■ EXERCISE: Count the lines in the records below that contain the string "blue". Reply with that number only.

★ ★ ★

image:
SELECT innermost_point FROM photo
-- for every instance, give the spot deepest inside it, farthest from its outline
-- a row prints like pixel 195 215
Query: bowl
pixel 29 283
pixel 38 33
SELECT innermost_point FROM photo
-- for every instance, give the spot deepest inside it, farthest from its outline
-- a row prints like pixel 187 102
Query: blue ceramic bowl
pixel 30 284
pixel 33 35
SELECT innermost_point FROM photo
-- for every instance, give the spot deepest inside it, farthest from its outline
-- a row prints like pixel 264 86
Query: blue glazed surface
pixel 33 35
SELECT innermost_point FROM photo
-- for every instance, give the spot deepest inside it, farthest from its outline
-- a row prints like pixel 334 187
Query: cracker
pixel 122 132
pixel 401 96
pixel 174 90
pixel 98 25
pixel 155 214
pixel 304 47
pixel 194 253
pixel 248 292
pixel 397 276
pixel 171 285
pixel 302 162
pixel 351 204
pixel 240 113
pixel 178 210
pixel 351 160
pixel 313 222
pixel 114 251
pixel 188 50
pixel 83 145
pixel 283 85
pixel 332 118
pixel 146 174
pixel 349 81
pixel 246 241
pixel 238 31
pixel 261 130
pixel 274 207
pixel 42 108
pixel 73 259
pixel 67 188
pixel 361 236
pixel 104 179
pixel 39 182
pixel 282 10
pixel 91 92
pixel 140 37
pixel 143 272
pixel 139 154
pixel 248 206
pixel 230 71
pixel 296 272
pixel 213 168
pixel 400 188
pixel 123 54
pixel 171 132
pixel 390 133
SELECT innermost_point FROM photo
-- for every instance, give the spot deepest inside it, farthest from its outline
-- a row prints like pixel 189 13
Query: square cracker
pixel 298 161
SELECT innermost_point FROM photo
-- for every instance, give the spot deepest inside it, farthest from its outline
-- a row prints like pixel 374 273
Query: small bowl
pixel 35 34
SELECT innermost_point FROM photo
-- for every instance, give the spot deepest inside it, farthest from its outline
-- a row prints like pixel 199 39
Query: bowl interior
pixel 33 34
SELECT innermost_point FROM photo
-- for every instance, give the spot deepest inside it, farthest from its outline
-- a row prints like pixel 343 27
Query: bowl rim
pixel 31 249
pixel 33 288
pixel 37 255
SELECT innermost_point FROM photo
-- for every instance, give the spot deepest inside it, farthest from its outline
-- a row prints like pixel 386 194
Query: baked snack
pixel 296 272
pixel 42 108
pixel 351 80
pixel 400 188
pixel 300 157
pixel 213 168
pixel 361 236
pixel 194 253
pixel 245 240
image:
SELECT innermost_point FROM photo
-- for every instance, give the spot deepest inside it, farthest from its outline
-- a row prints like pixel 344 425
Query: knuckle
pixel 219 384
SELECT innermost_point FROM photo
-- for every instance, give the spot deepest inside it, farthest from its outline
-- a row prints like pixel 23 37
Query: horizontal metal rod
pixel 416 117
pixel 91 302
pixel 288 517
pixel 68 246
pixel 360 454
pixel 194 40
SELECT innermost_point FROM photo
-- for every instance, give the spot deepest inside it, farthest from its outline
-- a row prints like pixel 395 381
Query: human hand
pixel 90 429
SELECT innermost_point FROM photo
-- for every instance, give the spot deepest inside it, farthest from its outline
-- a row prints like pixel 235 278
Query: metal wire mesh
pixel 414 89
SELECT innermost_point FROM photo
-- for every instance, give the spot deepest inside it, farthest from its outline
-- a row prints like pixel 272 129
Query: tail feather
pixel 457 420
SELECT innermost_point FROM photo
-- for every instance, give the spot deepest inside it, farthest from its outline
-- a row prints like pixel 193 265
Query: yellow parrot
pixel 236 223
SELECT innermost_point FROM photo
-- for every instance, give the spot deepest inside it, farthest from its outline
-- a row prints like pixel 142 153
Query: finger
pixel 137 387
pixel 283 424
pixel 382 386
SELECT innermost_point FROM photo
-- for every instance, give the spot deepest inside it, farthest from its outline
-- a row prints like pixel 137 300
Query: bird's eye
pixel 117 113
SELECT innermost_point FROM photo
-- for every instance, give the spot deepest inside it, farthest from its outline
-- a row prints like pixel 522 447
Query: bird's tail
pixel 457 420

★ ★ ★

■ WRITTEN RESPONSE: 2